• What is being asked:
Copy the records below verbatim, from the first line through the line containing "401,444,1196,896", both ends included.

--------------------

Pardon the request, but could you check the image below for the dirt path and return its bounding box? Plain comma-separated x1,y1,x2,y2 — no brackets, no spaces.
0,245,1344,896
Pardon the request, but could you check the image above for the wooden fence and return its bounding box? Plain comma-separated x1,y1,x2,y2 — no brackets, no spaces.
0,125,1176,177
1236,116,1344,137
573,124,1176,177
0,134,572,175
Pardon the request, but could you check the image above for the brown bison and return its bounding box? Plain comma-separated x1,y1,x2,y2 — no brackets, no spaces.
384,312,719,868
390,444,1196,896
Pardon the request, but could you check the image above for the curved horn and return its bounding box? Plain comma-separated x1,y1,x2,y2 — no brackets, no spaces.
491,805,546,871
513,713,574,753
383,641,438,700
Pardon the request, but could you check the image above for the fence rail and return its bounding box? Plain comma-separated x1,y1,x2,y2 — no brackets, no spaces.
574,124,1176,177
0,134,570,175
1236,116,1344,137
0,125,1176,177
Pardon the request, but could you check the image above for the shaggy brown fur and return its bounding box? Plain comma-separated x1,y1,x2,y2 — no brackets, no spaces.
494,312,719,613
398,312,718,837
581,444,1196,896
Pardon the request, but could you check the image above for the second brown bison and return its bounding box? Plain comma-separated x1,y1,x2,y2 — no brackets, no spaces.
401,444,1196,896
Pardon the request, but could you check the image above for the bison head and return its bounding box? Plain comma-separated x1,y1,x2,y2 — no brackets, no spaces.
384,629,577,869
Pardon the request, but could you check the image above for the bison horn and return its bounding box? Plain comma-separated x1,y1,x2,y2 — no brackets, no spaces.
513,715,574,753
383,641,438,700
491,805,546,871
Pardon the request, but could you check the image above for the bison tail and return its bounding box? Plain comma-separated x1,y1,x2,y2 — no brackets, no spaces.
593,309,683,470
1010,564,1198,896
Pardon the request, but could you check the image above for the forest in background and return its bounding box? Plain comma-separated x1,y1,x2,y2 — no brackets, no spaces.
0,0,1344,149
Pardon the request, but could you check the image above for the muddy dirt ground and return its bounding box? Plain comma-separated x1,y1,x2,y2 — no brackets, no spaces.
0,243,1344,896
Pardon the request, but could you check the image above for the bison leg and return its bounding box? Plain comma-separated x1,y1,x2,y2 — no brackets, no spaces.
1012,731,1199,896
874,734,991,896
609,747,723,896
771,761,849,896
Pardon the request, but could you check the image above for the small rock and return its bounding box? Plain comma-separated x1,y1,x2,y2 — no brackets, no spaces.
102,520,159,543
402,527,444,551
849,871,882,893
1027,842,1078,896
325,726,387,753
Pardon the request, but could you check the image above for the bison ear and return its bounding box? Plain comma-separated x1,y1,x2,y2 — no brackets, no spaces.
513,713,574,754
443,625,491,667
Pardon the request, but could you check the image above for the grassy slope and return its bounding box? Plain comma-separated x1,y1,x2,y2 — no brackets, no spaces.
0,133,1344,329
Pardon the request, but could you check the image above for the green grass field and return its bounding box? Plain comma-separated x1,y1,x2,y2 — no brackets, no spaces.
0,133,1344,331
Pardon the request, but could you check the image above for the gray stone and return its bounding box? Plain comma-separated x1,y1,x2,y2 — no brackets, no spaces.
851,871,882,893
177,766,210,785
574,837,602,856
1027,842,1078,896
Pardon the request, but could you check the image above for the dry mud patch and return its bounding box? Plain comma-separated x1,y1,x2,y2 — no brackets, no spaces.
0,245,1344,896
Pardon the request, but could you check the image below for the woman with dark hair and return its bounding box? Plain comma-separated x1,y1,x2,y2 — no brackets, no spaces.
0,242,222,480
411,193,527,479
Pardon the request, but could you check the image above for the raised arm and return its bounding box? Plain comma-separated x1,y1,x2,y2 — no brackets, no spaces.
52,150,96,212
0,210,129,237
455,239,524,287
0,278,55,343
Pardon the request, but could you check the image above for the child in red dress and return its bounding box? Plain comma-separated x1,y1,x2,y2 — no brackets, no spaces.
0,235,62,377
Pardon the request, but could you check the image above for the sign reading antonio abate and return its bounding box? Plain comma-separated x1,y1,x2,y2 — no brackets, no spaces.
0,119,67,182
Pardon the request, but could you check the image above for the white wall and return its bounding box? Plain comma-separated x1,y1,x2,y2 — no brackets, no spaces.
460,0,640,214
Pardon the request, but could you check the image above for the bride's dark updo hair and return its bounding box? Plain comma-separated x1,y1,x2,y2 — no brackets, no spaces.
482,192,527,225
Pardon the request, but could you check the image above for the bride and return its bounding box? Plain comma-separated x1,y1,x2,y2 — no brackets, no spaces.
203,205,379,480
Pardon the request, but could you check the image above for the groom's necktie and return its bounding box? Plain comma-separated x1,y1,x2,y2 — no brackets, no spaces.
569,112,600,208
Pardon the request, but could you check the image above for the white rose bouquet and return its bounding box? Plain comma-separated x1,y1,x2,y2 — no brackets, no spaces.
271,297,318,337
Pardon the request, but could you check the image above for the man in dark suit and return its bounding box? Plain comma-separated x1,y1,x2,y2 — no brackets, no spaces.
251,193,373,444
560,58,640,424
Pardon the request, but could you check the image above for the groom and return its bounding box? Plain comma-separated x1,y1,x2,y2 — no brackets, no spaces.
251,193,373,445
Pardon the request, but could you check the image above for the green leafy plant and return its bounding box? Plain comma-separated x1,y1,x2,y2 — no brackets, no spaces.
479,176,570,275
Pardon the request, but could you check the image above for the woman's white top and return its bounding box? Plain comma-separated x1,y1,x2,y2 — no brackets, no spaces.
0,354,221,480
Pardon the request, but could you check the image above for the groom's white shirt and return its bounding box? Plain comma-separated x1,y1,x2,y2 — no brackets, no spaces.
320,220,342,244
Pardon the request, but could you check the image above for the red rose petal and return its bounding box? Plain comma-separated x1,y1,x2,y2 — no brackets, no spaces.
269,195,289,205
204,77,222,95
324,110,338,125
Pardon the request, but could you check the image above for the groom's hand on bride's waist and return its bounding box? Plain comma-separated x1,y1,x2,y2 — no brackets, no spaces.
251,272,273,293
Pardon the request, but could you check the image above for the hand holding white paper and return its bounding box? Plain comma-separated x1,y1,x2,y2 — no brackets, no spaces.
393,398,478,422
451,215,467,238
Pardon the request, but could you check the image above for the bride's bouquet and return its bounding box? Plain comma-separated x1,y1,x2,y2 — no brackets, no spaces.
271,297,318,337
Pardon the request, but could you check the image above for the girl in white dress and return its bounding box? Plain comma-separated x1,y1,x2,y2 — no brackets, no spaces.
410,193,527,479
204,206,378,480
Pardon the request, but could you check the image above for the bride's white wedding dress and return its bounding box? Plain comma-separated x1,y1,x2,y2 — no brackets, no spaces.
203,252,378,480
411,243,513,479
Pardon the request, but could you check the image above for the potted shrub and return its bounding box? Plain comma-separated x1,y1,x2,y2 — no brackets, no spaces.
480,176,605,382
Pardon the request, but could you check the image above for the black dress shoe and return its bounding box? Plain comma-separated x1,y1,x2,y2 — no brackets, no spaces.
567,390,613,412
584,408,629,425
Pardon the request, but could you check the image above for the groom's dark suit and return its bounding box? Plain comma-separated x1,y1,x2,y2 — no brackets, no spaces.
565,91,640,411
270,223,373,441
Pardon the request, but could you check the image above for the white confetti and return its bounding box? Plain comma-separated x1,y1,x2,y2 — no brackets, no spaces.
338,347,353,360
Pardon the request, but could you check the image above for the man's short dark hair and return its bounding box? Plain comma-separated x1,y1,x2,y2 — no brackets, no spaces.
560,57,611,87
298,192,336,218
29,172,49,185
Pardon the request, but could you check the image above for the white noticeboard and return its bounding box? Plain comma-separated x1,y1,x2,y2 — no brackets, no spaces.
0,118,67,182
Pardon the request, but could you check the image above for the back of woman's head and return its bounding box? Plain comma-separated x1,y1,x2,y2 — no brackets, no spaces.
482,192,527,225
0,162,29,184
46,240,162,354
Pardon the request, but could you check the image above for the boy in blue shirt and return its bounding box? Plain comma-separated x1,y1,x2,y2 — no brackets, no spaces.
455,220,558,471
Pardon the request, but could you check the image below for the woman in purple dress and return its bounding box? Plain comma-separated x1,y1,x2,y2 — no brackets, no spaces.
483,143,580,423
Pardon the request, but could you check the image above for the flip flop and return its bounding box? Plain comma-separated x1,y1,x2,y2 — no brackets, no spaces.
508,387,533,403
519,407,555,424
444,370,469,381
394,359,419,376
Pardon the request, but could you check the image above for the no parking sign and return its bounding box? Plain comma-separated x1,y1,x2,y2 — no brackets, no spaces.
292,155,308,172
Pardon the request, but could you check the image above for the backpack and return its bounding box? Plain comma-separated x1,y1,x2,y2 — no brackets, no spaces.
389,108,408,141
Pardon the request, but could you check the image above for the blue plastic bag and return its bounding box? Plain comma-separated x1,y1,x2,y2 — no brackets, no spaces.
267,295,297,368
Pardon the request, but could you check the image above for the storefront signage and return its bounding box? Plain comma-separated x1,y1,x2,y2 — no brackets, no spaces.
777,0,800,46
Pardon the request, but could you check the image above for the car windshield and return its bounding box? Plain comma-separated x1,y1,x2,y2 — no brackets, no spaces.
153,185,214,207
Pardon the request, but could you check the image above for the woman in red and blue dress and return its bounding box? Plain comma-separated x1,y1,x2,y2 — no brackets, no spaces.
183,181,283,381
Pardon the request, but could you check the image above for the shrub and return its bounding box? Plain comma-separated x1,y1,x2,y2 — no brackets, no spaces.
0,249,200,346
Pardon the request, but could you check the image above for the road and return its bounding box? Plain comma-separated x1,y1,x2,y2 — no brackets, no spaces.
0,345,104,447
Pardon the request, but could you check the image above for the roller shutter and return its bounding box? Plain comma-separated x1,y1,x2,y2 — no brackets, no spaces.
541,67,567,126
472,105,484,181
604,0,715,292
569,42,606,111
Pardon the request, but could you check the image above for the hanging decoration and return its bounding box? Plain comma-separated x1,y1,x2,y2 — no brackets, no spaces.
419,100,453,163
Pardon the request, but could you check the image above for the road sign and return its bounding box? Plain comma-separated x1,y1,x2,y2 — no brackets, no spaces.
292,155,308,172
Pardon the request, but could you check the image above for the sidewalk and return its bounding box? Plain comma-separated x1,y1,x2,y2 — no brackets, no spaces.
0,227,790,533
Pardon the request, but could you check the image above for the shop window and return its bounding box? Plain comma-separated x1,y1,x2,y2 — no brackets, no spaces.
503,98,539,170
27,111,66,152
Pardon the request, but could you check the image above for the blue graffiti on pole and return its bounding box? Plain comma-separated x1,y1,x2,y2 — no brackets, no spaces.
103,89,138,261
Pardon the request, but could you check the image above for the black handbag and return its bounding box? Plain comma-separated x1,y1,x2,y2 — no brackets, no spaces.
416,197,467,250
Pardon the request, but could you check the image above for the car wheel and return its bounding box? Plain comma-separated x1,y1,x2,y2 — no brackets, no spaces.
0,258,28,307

--------------------

• Correct answer:
Pardon the request, but could you check the image below for the dirt path and return its bounding box? Plain comma-separated x1,y1,x2,y2 — no brackets, no spaces.
0,245,1344,896
Pardon the request, but could you check the image above for the wooden fence and return its bounding box? Plain comma-separated x1,y1,x2,y2 — no brackets, no spaces.
0,125,1176,177
1236,116,1344,137
573,124,1176,177
0,134,572,175
Pardon the request, but could you check the image above for the brown bison and return its bounding box? Plain comma-separated x1,y1,x2,y2 — no brackets, no spaces.
384,312,719,868
390,444,1196,896
Pardon the request, but could you check the image above for the curved horn and return its bounding box? Plain comma-separated x1,y1,x2,y2 — no brackets, no spaces.
491,805,546,871
513,713,574,753
383,641,438,700
Pardon the request, but could you check the image above for the fence rail and return its bounding box? Plain comma-separated x1,y1,x2,y2 — no brackets, no spaces.
574,124,1176,177
0,134,570,175
1236,116,1344,137
0,125,1176,177
Pardon the request, but could you check the image above for the shaggy brown fur and return its bounding box? Plain comma-separated x1,y1,x2,y2 — no brackets, no spaces.
494,312,719,613
398,312,718,837
581,444,1196,896
Pardon the request, but could you check the image above for the second brown bison and return its bounding box? Plain comma-separated x1,y1,x2,y2 — no brackets, no spaces.
401,444,1196,896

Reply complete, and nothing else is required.